* [YOUR TASK]: Copy each line of the records below that mentions the word "above".

Records drawn from a dataset
##############################

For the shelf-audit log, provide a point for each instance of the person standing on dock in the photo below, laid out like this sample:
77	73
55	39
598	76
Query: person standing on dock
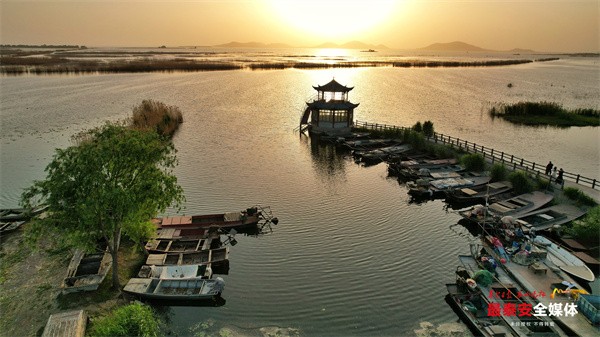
549	168
559	179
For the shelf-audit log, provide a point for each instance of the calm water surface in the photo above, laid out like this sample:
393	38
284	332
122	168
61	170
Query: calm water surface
351	256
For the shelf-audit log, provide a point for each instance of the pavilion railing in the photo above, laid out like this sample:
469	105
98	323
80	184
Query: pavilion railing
510	161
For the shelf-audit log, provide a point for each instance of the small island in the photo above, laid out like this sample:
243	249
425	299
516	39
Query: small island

##############################

* [RESULT BELOW]:
For the shelf-audit log, provide a point for each instance of the calm water surface in the photo above, laid out like this sample:
For the shelf-audit log, provide a point for each instance of the pavilion railing in the photo above, laid out like this sample:
For the shelf-audit log, provide a point for each instance of the small island in the photo above, laid out like this sample:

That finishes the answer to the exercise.